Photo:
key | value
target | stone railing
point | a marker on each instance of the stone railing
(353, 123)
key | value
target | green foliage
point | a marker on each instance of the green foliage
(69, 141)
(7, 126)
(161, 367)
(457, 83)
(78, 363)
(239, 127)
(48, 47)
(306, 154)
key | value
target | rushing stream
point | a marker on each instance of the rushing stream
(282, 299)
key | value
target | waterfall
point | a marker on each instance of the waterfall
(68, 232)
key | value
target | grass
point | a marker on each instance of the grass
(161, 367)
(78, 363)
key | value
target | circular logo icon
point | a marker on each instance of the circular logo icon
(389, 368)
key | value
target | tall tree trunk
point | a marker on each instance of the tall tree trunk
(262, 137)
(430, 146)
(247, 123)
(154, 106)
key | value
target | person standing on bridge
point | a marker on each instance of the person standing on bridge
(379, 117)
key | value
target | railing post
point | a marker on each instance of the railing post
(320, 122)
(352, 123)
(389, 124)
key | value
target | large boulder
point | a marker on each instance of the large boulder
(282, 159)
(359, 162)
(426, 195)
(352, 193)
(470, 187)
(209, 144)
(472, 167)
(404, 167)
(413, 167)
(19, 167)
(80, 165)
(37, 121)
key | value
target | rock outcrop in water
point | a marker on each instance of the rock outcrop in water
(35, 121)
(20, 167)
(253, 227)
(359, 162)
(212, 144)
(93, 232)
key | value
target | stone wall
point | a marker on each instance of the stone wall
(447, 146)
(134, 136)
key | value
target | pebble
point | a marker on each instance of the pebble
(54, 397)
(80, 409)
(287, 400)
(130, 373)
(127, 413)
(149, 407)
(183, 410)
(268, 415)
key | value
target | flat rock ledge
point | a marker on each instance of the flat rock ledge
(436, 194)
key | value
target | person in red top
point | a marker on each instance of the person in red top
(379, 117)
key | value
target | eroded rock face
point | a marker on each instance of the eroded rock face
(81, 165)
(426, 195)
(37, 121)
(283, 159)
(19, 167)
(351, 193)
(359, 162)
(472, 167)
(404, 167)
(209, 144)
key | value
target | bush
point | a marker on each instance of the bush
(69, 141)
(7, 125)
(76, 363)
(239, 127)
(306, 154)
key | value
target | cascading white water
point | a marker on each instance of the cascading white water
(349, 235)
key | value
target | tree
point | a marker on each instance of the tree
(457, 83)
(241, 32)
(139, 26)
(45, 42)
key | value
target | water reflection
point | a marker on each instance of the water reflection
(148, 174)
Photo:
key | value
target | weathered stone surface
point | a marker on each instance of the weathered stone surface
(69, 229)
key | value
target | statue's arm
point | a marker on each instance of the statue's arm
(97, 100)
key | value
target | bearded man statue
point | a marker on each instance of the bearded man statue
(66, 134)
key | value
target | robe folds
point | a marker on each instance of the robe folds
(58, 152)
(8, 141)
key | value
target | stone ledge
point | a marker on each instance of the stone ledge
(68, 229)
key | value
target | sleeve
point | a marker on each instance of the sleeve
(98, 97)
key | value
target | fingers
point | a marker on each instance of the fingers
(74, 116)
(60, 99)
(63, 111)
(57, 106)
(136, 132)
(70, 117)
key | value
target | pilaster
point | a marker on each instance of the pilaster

______________________________

Required action
Each line from the one containing "target | statue's arm" to the last line of the material above should be reproduced word for word, with nothing added.

Result of the task
target | statue's arm
point | a marker on each instance of the statue's arm
(97, 100)
key | value
target | bearded man statue
point | a marker on each instance of the bearded man statue
(66, 134)
key | value
target | robe folds
point | a marker on each instance of the robe folds
(58, 152)
(8, 141)
key | value
target | stone ledge
point | a marker on each instance of the stone ledge
(68, 229)
key | value
target | sleeve
point | a marker on each instance of the sleeve
(98, 97)
key | value
target | fingers
point | a marker on each instance of the fingers
(74, 116)
(60, 99)
(63, 111)
(57, 106)
(136, 132)
(70, 117)
key | value
target | pilaster
point | a marker on each instance of the pilaster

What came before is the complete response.